Now that a chunk of the country’s population is spending an inordinate amount of time at home, the U.S.C.P.S.C. has increased the frequency of its messaging and channeled it through a new mascot: Quinn the Quarantine Fox.
Joseph Galbo, who runs the U.S.C.P.S.C.’s social media accounts, created Quinn and has been making memes for the agency since 2016; some of them have been archived by the Library of Congress. “Our mission is to engage, entertain and educate people about how they can stay safe in their homes,” Mr. Galbo, 33, said in a phone interview last week.
But the agency had never had to address a pandemic on social media. As the coronavirus spread and shelter-in-place orders expanded, Mr. Galbo knew he needed to cook up a social campaign quickly and update the agency’s website with critical information.
“Now more than ever, with people staying in their homes like they’re supposed to, we are fully expecting as an agency to see product-related injuries,” Mr. Galbo said. Health care systems are already overwhelmed by coronavirus patients. The U.S.C.P.S.C.’s goal is to help prevent additional trips to the emergency room.

--- Records ---
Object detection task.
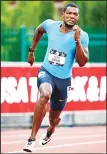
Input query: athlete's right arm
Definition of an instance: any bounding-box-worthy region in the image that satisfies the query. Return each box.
[28,25,46,66]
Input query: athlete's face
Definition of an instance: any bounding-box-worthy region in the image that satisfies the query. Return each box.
[62,6,79,27]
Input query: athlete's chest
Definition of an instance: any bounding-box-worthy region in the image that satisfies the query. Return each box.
[48,27,75,46]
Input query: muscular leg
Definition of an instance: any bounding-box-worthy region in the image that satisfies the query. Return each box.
[30,83,52,138]
[47,109,62,136]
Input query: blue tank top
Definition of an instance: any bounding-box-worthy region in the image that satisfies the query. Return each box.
[42,19,89,79]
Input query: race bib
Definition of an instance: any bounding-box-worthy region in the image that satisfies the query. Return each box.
[48,49,66,66]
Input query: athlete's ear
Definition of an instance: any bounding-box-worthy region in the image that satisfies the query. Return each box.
[62,11,64,19]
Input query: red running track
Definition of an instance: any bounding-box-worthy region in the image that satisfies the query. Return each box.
[1,126,106,153]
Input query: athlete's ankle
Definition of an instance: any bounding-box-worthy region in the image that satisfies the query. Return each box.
[28,136,36,141]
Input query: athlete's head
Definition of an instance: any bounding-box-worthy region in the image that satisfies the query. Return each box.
[62,3,79,28]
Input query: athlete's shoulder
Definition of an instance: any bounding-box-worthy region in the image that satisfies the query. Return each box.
[42,19,60,30]
[81,29,88,37]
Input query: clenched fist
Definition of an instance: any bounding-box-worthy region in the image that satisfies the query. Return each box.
[73,25,81,41]
[28,52,35,66]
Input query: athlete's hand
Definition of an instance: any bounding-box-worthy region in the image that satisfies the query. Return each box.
[73,25,81,41]
[28,52,35,66]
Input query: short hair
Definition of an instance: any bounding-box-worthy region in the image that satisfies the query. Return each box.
[63,3,79,12]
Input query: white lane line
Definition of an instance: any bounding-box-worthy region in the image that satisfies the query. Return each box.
[1,134,106,144]
[8,140,106,153]
[1,131,106,139]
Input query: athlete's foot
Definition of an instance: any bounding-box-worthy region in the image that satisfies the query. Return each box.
[39,132,52,146]
[23,138,36,152]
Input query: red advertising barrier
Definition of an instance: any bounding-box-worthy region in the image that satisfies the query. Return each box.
[1,62,106,113]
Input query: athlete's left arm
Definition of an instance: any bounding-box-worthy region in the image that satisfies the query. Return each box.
[73,25,89,67]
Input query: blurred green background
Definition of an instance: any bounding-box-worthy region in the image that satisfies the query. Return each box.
[1,1,106,62]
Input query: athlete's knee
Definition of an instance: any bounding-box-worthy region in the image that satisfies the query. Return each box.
[40,91,50,104]
[49,117,61,127]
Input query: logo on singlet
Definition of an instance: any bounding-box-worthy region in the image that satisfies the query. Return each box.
[48,49,66,66]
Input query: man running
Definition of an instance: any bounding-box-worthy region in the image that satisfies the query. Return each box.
[23,3,89,152]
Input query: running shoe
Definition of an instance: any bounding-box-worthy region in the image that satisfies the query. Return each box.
[39,132,52,146]
[23,139,36,152]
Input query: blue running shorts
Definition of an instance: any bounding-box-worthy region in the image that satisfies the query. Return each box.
[37,66,71,110]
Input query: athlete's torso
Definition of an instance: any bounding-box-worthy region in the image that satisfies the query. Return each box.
[42,19,88,79]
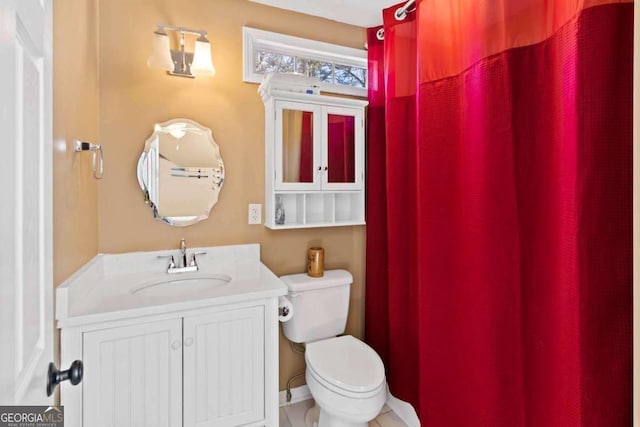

--- Tasks to carry out ---
(a) In the article about Quinn the Quarantine Fox, what three things does the agency's stated mission aim to do for people? List each one.
(b) Could you edit the article about Quinn the Quarantine Fox, giving it again starting with "Now that a chunk" and going on through "the Quarantine Fox.", with "mascot" replaced by "character"?

--- Solutions to each task ---
(a)
- Engage
- Entertain
- Educate

(b)
Now that a chunk of the country’s population is spending an inordinate amount of time at home, the U.S.C.P.S.C. has increased the frequency of its messaging and channeled it through a new character: Quinn the Quarantine Fox.